## Task description
Copy the passage on travel insurance and disruption risk below in full, word for word.

## Reading text
= = = = =
For underwriters, this raises a critical question: how do you price a risk that is both systemic and uncertain in duration? Existing models, built on historical claims data and episodic disruption, offer limited guidance. The result is a growing tension between maintaining competitive pricing and protecting loss ratios in an environment where disruption may become the norm rather than the exception. 

At the same time, there is a distribution challenge. The current narrative – urging travellers to “buy early” and check their cover – reflects a reactive posture. But more sophisticated players will recognise this as a moment to reposition travel insurance not as a discretionary add-on, but as an essential component of trip planning in an increasingly unstable world.  

As Green said, insurers should be proactively defining their stance before disruption escalates into claims pressure. “Decide on your position and messaging now – not once the claims are rolling in,” he urged. “Is this covered? Is this a known event? What does your wording say, and what should you be telling existing and prospective customers?” 

Alongside this, several countries are moving towards mandatory travel and accident insurance requirements, signalling a shift towards insurance becoming a structural rather than optional component of travel. In fact, a growing number of jurisdictions – including parts of the Schengen Area, the United Arab Emirates, Turkey, Thailand, Cuba, Nepal, Georgia, and Zanzibar – already require some form of mandatory travel or medical insurance for entry or visa approval. 

There are, however, limits to what insurance can absorb. If fuel shortages translate into prolonged capacity constraints, insurers may face pressure to tighten policy wordings, particularly around known events and foreseeable disruption. The industry has been here before – most notably during the Covid-19 pandemic – and the lessons remain relevant. Clarity of coverage, transparency in exclusions, and alignment between customer expectations and policy reality will be critical in avoiding reputational risk.
= = = = =
## Information given
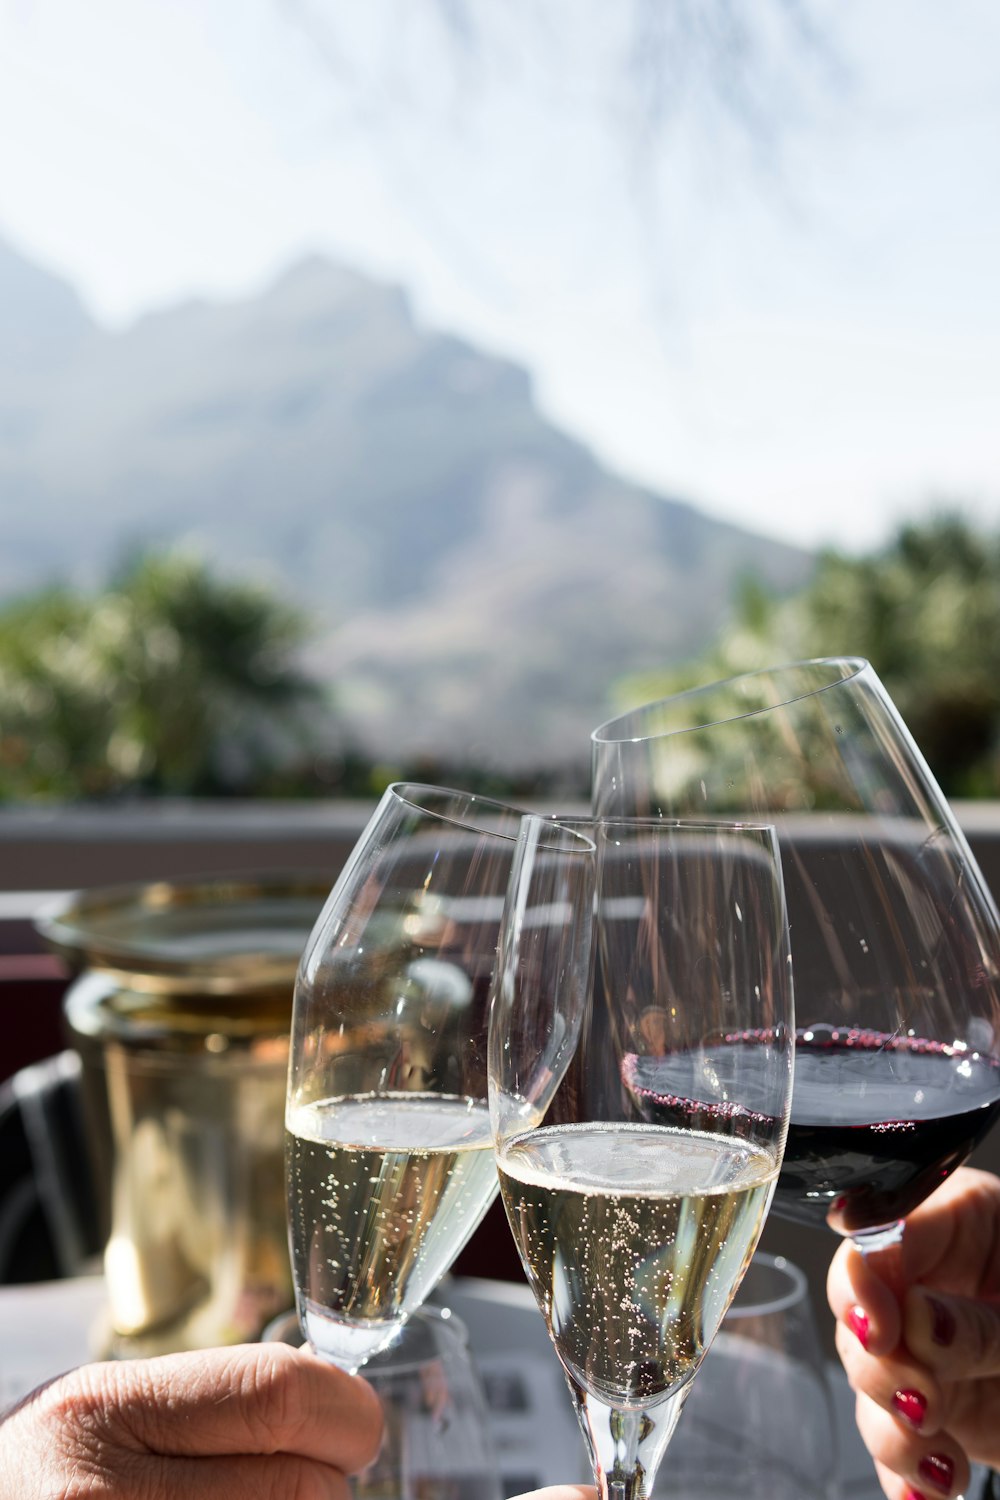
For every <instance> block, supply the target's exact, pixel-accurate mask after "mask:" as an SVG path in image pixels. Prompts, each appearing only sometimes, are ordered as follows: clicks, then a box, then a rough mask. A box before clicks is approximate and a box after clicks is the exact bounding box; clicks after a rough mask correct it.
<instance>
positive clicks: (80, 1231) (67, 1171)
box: [0, 1052, 103, 1284]
mask: <svg viewBox="0 0 1000 1500" xmlns="http://www.w3.org/2000/svg"><path fill="white" fill-rule="evenodd" d="M102 1248H103V1247H102V1244H100V1232H99V1217H97V1212H96V1197H94V1190H93V1176H91V1169H90V1161H88V1157H87V1143H85V1133H84V1116H82V1100H81V1085H79V1059H78V1058H76V1055H75V1053H73V1052H60V1053H57V1055H55V1056H52V1058H46V1059H45V1061H43V1062H36V1064H31V1065H30V1067H27V1068H21V1070H19V1073H15V1074H13V1077H12V1079H7V1080H6V1082H4V1083H1V1085H0V1283H3V1284H10V1283H25V1281H51V1280H54V1278H58V1277H72V1275H78V1274H81V1272H82V1271H85V1269H88V1265H87V1263H88V1262H90V1260H91V1259H93V1257H94V1256H96V1254H99V1251H100V1250H102Z"/></svg>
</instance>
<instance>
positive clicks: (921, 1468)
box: [856, 1395, 969, 1500]
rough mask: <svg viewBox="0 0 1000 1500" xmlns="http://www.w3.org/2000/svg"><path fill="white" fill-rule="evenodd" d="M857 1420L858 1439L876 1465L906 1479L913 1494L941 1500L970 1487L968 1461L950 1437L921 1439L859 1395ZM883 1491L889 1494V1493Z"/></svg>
mask: <svg viewBox="0 0 1000 1500" xmlns="http://www.w3.org/2000/svg"><path fill="white" fill-rule="evenodd" d="M856 1421H858V1431H859V1433H861V1439H862V1442H864V1445H865V1448H867V1449H868V1452H870V1454H871V1457H873V1458H874V1461H876V1464H882V1466H883V1467H885V1469H886V1470H889V1472H891V1473H892V1475H897V1476H898V1478H900V1479H901V1481H906V1485H909V1488H910V1490H912V1491H916V1493H918V1494H919V1496H925V1497H928V1500H931V1497H936V1500H943V1497H955V1496H960V1494H963V1493H964V1490H966V1485H967V1484H969V1460H967V1458H966V1454H964V1451H963V1449H961V1446H960V1445H958V1443H957V1442H955V1440H954V1439H952V1437H951V1434H948V1433H934V1436H933V1437H922V1436H921V1434H918V1433H909V1431H906V1430H904V1428H903V1427H901V1425H900V1424H898V1422H895V1421H894V1419H892V1418H891V1416H889V1413H888V1412H883V1409H882V1407H880V1406H877V1404H876V1403H874V1401H871V1400H870V1398H868V1397H865V1395H861V1397H858V1407H856ZM883 1488H886V1485H885V1482H883ZM886 1493H888V1494H892V1490H886ZM903 1494H906V1488H904V1490H903Z"/></svg>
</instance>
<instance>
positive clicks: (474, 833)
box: [382, 781, 592, 852]
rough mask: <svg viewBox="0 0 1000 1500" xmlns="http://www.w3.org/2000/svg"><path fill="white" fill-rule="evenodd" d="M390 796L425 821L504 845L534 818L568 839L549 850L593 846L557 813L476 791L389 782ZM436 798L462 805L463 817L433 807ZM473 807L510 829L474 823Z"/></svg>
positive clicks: (439, 807)
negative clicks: (532, 809) (542, 812)
mask: <svg viewBox="0 0 1000 1500" xmlns="http://www.w3.org/2000/svg"><path fill="white" fill-rule="evenodd" d="M390 793H391V795H393V796H394V798H396V801H397V802H402V804H403V805H405V807H411V808H412V810H414V811H415V813H421V814H423V816H424V817H435V819H438V822H441V823H448V825H450V826H451V828H460V829H462V831H463V832H468V834H474V835H475V837H478V838H501V840H502V841H504V843H510V844H516V843H517V838H519V835H520V829H522V825H523V822H525V819H529V817H537V819H538V820H540V822H541V823H544V825H546V826H547V828H558V829H559V831H561V832H565V834H568V835H570V840H571V841H570V843H568V844H567V843H565V841H559V840H553V843H552V844H550V847H552V849H576V847H577V846H580V849H582V852H592V844H591V841H589V838H586V837H585V835H583V834H577V832H574V831H573V828H565V826H564V825H562V820H561V819H559V817H558V814H553V813H537V811H531V810H529V808H526V807H517V805H514V804H513V802H501V801H499V798H495V796H480V793H478V792H463V790H462V789H460V787H456V786H435V784H433V783H432V781H390V784H388V786H387V787H385V792H384V793H382V795H384V796H388V795H390ZM436 798H439V799H441V801H442V804H447V802H448V799H454V801H456V802H457V804H463V805H465V808H466V811H465V814H463V813H460V811H457V810H454V811H448V810H447V805H442V807H436V805H433V802H435V799H436ZM472 807H475V808H481V810H483V811H484V813H487V814H489V813H490V811H492V813H495V814H499V816H502V817H504V819H510V820H511V826H510V829H505V828H490V826H487V825H484V823H478V822H475V819H474V817H472V816H471V810H472Z"/></svg>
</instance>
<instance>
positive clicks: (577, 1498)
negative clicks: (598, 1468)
mask: <svg viewBox="0 0 1000 1500" xmlns="http://www.w3.org/2000/svg"><path fill="white" fill-rule="evenodd" d="M513 1500H597V1490H595V1488H594V1485H550V1487H549V1488H547V1490H531V1491H528V1494H523V1496H514V1497H513Z"/></svg>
= = = = =
## Response
For underwriters, this raises a critical question: how do you price a risk that is both systemic and uncertain in duration? Existing models, built on historical claims data and episodic disruption, offer limited guidance. The result is a growing tension between maintaining competitive pricing and protecting loss ratios in an environment where disruption may become the norm rather than the exception. 

At the same time, there is a distribution challenge. The current narrative – urging travellers to “buy early” and check their cover – reflects a reactive posture. But more sophisticated players will recognise this as a moment to reposition travel insurance not as a discretionary add-on, but as an essential component of trip planning in an increasingly unstable world.  

As Green said, insurers should be proactively defining their stance before disruption escalates into claims pressure. “Decide on your position and messaging now – not once the claims are rolling in,” he urged. “Is this covered? Is this a known event? What does your wording say, and what should you be telling existing and prospective customers?” 

Alongside this, several countries are moving towards mandatory travel and accident insurance requirements, signalling a shift towards insurance becoming a structural rather than optional component of travel. In fact, a growing number of jurisdictions – including parts of the Schengen Area, the United Arab Emirates, Turkey, Thailand, Cuba, Nepal, Georgia, and Zanzibar – already require some form of mandatory travel or medical insurance for entry or visa approval. 

There are, however, limits to what insurance can absorb. If fuel shortages translate into prolonged capacity constraints, insurers may face pressure to tighten policy wordings, particularly around known events and foreseeable disruption. The industry has been here before – most notably during the Covid-19 pandemic – and the lessons remain relevant. Clarity of coverage, transparency in exclusions, and alignment between customer expectations and policy reality will be critical in avoiding reputational risk.